### EXERCISE AIM
Lay out the records as a numbered list, running from their start through the line that contains "124 142 L 125", with that line included and blank lines left out.

### MATERIAL SUPPLIED
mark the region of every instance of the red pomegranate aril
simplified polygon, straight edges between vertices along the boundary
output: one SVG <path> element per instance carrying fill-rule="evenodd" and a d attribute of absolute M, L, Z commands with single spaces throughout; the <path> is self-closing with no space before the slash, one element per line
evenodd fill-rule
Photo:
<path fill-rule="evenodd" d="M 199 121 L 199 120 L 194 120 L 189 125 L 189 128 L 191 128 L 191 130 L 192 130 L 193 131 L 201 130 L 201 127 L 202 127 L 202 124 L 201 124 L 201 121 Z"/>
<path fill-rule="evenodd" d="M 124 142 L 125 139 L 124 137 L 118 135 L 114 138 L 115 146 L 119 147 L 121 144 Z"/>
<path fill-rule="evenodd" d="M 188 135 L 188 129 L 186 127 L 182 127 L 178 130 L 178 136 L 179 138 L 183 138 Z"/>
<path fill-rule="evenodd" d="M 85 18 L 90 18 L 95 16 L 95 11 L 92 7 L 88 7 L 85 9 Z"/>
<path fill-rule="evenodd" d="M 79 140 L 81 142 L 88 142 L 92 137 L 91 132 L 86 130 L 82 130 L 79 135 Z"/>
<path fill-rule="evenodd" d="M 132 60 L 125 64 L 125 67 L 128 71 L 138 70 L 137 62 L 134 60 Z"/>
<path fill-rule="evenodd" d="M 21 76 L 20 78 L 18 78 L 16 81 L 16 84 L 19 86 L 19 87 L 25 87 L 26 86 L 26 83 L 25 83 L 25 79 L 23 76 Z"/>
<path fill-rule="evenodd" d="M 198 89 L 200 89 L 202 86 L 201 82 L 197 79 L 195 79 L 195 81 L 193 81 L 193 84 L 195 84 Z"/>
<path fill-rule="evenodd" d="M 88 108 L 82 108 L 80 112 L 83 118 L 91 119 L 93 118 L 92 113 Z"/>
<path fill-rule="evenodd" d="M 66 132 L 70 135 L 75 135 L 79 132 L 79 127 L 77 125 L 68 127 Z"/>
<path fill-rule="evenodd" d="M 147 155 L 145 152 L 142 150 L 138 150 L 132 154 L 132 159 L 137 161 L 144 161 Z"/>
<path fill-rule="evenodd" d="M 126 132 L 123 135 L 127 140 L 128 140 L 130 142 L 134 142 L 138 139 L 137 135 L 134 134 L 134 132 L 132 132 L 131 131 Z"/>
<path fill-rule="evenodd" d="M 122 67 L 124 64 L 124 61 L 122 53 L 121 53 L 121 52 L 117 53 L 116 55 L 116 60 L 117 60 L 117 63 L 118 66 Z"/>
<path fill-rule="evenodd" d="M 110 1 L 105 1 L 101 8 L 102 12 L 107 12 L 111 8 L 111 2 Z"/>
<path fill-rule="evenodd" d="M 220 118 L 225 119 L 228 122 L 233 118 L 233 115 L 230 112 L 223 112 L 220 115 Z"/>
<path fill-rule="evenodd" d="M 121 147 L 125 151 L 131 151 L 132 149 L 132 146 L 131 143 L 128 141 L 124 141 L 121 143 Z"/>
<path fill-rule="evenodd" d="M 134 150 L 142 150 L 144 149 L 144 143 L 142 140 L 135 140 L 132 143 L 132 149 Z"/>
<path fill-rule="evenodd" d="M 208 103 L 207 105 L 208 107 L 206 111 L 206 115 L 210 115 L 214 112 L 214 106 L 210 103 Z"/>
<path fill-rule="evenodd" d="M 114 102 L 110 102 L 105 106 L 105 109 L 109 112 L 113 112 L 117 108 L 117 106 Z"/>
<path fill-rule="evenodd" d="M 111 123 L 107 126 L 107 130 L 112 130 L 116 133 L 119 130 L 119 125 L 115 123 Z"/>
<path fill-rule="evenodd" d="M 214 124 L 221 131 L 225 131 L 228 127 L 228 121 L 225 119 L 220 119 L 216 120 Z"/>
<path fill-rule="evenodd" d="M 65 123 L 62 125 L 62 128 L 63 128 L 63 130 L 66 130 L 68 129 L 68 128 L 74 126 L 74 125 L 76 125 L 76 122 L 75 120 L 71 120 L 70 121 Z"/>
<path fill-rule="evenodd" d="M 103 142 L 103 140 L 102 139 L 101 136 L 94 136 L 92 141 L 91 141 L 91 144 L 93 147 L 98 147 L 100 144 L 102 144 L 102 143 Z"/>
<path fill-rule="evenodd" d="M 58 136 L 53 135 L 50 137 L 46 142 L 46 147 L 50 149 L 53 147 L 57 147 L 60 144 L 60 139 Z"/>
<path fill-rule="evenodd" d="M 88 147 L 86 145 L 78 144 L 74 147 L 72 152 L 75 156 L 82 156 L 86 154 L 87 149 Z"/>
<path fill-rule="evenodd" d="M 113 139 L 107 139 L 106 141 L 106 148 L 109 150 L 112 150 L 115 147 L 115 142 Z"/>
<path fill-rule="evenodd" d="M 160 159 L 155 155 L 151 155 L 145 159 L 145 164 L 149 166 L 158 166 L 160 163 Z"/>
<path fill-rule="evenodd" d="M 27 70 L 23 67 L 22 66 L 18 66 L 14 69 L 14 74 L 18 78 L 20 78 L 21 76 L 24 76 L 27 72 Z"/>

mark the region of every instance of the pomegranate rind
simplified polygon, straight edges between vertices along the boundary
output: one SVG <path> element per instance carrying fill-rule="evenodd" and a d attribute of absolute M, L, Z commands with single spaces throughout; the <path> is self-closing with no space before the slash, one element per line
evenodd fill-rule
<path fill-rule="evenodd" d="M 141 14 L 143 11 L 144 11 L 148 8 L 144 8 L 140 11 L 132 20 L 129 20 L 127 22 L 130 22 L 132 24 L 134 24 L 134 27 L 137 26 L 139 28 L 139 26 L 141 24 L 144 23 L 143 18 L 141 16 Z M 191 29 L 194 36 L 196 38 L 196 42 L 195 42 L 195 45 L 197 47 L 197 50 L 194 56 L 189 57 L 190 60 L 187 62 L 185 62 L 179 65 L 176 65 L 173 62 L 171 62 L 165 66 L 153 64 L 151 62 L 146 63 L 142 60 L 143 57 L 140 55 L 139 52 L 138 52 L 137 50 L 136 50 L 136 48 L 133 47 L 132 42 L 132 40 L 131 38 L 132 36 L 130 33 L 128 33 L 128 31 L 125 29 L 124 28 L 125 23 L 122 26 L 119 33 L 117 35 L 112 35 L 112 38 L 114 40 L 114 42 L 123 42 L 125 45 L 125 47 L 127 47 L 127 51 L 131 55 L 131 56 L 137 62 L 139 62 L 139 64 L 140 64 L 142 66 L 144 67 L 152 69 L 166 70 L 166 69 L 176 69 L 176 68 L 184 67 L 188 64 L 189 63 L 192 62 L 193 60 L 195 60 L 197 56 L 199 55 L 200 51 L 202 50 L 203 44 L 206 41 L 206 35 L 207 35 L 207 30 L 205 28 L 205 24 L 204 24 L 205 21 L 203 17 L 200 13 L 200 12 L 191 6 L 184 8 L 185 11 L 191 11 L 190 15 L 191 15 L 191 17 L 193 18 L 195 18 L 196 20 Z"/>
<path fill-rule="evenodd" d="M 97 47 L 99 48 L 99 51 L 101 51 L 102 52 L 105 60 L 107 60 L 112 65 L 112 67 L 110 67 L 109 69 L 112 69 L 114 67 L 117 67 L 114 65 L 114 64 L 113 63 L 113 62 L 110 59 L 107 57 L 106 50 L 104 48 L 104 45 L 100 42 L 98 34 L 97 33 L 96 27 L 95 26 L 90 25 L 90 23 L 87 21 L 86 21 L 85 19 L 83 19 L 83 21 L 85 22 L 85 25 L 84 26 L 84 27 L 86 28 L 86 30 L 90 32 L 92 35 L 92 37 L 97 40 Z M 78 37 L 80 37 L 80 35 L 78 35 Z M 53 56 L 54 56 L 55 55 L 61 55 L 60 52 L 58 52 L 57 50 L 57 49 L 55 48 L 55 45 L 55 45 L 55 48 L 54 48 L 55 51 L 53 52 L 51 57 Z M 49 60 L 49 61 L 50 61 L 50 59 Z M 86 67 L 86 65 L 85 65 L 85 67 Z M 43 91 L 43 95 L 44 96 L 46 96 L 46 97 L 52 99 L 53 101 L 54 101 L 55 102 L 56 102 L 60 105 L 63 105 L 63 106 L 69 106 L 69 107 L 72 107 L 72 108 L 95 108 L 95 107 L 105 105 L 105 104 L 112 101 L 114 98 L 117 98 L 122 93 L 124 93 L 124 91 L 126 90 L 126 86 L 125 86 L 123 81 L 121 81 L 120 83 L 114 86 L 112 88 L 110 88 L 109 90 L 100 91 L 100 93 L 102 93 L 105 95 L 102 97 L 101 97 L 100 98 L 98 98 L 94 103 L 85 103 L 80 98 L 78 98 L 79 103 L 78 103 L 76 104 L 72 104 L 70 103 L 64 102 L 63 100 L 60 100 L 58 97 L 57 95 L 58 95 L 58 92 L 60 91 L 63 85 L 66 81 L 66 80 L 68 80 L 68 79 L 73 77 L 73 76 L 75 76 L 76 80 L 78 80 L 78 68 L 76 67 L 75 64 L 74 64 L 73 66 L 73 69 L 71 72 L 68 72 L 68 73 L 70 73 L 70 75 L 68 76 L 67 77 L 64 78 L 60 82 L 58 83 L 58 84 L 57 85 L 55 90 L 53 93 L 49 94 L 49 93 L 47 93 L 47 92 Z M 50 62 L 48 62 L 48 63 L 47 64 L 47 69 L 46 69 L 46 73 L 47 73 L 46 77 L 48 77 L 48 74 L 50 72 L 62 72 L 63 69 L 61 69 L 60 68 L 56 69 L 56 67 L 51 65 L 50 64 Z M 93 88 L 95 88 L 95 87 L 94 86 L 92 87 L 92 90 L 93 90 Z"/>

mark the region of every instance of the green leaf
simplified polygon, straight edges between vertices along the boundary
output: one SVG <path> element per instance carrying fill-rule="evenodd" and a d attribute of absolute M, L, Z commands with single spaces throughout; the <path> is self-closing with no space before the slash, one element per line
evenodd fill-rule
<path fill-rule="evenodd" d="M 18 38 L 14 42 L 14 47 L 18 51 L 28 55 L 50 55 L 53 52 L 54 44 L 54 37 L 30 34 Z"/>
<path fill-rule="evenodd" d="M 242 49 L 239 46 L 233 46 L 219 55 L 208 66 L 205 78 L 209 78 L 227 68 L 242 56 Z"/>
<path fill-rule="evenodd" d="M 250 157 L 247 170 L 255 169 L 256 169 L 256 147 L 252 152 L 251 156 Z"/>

### FULL RESPONSE
1. mark the region of every instance of the red pomegranate aril
2. simplified polygon, straight edges between vertices along the boundary
3. output: one SVG <path> element per instance carrying fill-rule="evenodd" and a d attribute of absolute M, L, Z commands with single spaces throughout; the <path> is self-closing with no space before the slash, one element per line
4. evenodd fill-rule
5. Photo:
6. <path fill-rule="evenodd" d="M 199 121 L 199 120 L 194 120 L 189 125 L 189 128 L 191 128 L 191 130 L 192 130 L 193 131 L 201 130 L 201 127 L 202 127 L 202 124 L 201 124 L 201 121 Z"/>
7. <path fill-rule="evenodd" d="M 124 142 L 125 139 L 124 137 L 118 135 L 114 138 L 115 146 L 119 147 L 121 144 Z"/>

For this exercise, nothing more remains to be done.